» **BRIEF**
Make an exact copy of every record that follows.

——

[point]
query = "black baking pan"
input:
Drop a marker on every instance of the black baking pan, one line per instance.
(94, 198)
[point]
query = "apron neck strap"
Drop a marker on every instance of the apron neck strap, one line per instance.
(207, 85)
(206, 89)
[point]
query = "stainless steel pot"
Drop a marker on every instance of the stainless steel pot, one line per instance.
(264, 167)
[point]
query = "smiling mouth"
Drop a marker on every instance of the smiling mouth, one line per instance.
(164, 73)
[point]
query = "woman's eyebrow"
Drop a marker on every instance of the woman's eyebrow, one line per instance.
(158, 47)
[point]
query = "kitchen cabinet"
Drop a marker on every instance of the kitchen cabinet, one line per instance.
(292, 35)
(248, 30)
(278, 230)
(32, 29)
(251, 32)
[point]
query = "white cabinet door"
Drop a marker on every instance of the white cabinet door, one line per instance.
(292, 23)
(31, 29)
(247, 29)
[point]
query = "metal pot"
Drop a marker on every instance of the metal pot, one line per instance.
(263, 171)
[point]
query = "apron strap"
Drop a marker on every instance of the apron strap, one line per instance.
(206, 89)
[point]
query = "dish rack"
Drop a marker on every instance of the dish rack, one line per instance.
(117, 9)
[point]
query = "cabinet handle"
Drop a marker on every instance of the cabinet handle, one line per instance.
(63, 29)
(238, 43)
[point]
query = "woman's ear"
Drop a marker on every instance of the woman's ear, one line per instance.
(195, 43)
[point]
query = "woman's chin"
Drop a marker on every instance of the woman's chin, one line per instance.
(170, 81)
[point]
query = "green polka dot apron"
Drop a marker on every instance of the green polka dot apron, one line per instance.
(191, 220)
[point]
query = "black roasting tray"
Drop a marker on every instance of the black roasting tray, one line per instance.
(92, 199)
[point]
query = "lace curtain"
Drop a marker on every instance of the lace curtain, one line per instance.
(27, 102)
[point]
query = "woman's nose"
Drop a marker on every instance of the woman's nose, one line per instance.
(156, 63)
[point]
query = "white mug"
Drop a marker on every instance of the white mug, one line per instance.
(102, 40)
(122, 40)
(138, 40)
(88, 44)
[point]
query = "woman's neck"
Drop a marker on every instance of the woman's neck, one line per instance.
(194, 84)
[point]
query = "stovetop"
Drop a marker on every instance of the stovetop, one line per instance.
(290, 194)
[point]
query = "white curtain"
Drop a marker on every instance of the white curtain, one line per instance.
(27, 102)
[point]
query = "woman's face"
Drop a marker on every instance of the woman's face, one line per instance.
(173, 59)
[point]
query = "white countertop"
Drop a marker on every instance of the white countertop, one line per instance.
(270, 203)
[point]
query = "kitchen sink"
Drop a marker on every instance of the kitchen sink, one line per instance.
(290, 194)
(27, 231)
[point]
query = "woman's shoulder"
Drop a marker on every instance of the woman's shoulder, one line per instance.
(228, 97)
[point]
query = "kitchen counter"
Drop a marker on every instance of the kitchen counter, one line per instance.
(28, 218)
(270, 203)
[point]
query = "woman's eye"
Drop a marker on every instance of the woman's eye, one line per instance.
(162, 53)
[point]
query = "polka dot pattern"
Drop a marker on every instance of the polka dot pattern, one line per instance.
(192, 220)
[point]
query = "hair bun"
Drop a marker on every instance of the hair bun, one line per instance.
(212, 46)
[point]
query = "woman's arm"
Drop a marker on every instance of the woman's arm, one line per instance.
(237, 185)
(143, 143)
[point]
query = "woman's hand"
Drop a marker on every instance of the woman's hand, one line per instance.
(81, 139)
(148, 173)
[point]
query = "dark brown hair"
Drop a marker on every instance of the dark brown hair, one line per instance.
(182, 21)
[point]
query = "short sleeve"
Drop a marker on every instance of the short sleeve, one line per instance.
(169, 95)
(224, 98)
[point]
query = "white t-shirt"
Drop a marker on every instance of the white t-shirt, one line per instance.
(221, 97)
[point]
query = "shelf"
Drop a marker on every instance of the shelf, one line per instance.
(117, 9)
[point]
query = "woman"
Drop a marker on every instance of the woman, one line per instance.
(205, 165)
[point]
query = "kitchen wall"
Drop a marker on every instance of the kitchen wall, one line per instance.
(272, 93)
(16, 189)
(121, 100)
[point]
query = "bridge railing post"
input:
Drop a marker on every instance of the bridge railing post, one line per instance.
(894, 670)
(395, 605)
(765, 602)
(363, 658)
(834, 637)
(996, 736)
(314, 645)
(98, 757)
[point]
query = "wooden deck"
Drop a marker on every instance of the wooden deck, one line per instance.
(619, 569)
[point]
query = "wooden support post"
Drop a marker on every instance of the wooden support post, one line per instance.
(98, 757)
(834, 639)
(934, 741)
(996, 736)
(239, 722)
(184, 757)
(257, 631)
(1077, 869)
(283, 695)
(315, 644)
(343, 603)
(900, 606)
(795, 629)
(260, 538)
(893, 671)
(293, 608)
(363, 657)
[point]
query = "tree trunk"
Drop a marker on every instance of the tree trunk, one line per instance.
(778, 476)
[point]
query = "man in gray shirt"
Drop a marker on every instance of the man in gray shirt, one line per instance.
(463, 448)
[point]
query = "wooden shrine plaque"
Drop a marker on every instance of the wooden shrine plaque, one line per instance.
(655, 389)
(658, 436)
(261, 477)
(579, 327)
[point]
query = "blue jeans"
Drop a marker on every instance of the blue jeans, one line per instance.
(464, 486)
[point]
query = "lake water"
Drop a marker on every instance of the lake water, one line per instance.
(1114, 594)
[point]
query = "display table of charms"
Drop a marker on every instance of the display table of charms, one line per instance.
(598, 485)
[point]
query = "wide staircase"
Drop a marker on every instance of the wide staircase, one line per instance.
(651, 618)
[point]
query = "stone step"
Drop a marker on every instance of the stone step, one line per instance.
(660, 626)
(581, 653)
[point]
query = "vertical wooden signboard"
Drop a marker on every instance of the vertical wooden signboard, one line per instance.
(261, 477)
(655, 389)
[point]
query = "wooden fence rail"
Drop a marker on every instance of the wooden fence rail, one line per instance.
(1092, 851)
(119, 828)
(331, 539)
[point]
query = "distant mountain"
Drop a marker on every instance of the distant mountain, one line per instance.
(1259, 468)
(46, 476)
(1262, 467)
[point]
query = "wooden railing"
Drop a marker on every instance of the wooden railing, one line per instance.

——

» **EXERCISE SOLUTION**
[point]
query = "black baking pan"
input:
Drop a marker on every instance of the black baking pan, one line per instance.
(94, 198)
[point]
query = "apron neck strap"
Drop a marker on every instance of the apron neck strap, one line per instance.
(207, 85)
(206, 89)
[point]
query = "stainless steel pot"
Drop a marker on every instance of the stainless steel pot, one line per instance.
(264, 167)
[point]
query = "smiling mouth"
Drop a marker on every instance of the smiling mouth, one line per instance.
(164, 73)
[point]
query = "woman's eyebrow"
Drop a marker on every instance of the woman's eyebrow, one line per instance.
(158, 47)
[point]
query = "kitchen cabinet"
Drop a marker on every instance of the kitchen cabinet, one line per instance.
(292, 35)
(248, 30)
(278, 230)
(32, 29)
(251, 32)
[point]
query = "white cabinet door"
Drop a marker on every instance of the white cabinet door, one line per instance.
(292, 23)
(31, 29)
(247, 29)
[point]
query = "metal pot"
Drop a marker on every instance of the metal pot, one line per instance.
(263, 171)
[point]
query = "apron strap"
Drop a marker on every instance of the apron strap, one line per instance.
(206, 89)
[point]
query = "dish rack"
Drop a marker on every instance of the dish rack, one line per instance.
(117, 9)
[point]
query = "cabinet handle"
Drop a marker on every instance of the cabinet handle, one line per instance.
(63, 29)
(238, 43)
[point]
query = "woman's ear"
Drop a marker on every instance of the woman's ear, one line per instance.
(195, 43)
[point]
query = "woman's chin"
Drop a marker on every instance of the woman's chin, one line per instance.
(170, 81)
[point]
query = "green polka dot apron"
Drop a marker on every instance of the green polka dot apron, one line per instance.
(191, 220)
[point]
query = "black roasting tray"
Drop a marker on every instance of the black roasting tray, one line per instance.
(92, 199)
[point]
query = "lace curtain"
Drop a marker on every instance of the lace curtain, one line per instance.
(27, 102)
[point]
query = "woman's nose"
Drop a marker on every instance of the woman's nose, one line per instance.
(156, 63)
[point]
query = "white mug"
Drop a marker on every instance of the white mug, one line per instance.
(102, 40)
(122, 40)
(138, 40)
(88, 44)
[point]
query = "woman's neck"
Drop a marker on every instance of the woman's neck, one line per instance.
(194, 84)
[point]
query = "stovetop"
Drop a marker on every instance of the stovetop, one line per instance.
(290, 194)
[point]
query = "white curtain"
Drop a marker on every instance of the white curtain, one line per instance.
(27, 102)
[point]
query = "woman's face"
Drop a marker on every instance of the woman's face, one line per instance.
(173, 59)
[point]
query = "white countertop"
Drop a marker on every instance of the white countertop, one line per instance.
(270, 203)
[point]
query = "kitchen sink"
Drop a marker on every instance of the kitchen sink, one line per instance.
(290, 194)
(27, 231)
[point]
query = "woman's shoulder"
Drop a marker on every instance of the woman's shoulder, one line per instance.
(228, 97)
[point]
query = "kitchen counter"
Drop a marker on every instance of the kitchen counter, one line per instance.
(28, 218)
(270, 203)
[point]
query = "woman's eye"
Drop a marker on every instance of the woman's eye, one line per instance.
(162, 53)
[point]
query = "polka dot pattern"
Drop a marker on every instance of the polka dot pattern, one line per instance.
(192, 220)
[point]
query = "hair bun"
Drop a marker on every instance of the hair bun, one line per instance.
(212, 46)
[point]
query = "woman's arm"
Drop a marker on every instance of the woman's arm, one line per instance.
(237, 185)
(143, 143)
[point]
query = "woman's hand"
Drop a marker on every instance of the woman's hand, one line per instance.
(81, 139)
(148, 173)
[point]
query = "dark brown hair"
Drop a marker on every instance of the dark brown hair, one line per instance.
(182, 21)
[point]
query = "short sleeve"
Drop a marker on every instance of the short sleeve, one line per instance.
(169, 95)
(224, 98)
[point]
query = "white t-shirt"
Drop a marker on every instance of the white t-shirt, one line per instance.
(221, 97)
[point]
query = "shelf"
Drop a marker on every instance of the shelf, one line per instance.
(117, 9)
[point]
query = "woman"
Drop a marker on every instance of the woman, one line per instance.
(205, 165)
[point]
query = "kitchen wall"
Drop a marker on every instance of the kitchen wall, one line per instance.
(272, 93)
(16, 189)
(121, 100)
[point]
query = "bridge railing post"
input:
Drop a marker on every instance of the bridge railing post, one line per instance.
(894, 670)
(395, 605)
(765, 602)
(363, 658)
(834, 637)
(996, 736)
(314, 645)
(98, 757)
[point]
query = "wooden deck"
Drop a marker on every instance of the wooden deck, one line per instance.
(619, 569)
[point]
query = "wooden support post"
Drop a marker on every instance of the wooden support post, one line per instance.
(98, 757)
(834, 639)
(934, 741)
(996, 736)
(239, 722)
(184, 757)
(257, 631)
(1077, 869)
(283, 695)
(315, 644)
(343, 603)
(900, 606)
(795, 629)
(260, 538)
(893, 671)
(293, 608)
(363, 657)
[point]
query = "tree trunk"
Drop a marker on every instance of the tree trunk, one line per instance.
(778, 476)
[point]
query = "man in gray shirt"
Drop a marker on every instance of the man in gray shirt, one line per instance.
(463, 448)
[point]
query = "wooden shrine plaque"
Drop a marker on every instance of the wooden shrine plaque, one line per instance.
(655, 389)
(658, 436)
(261, 477)
(579, 327)
[point]
query = "blue jeans"
Drop a marker on every instance of the blue jeans, one line per instance.
(464, 486)
[point]
query = "lake water"
Drop a marker on every instance of the lake water, one line per instance.
(1114, 594)
[point]
query = "display table of charms"
Drop a marker on every instance of the display table of charms, one line per instance.
(598, 485)
[point]
query = "wide staircase"
Drop a marker on every instance of the wide staircase, one line per instance.
(651, 618)
[point]
query = "stone step"
Drop a marker on every instance of the stone step, one line per instance.
(660, 626)
(581, 653)
[point]
query = "vertical wooden signboard"
Drop a marker on every instance of the vertical wooden signboard, one line per instance.
(261, 477)
(655, 389)
[point]
query = "wooden fence rail"
Drop a marker on every instance of the wooden fence rail, one line per instance.
(1092, 851)
(119, 828)
(331, 539)
[point]
query = "distant mountain"
Drop a marker on every instance of the distant mountain, one line per instance.
(1259, 468)
(46, 476)
(1262, 467)
[point]
query = "wooden railing"
Drop a marker on every instance of the wooden railing, one line per instance.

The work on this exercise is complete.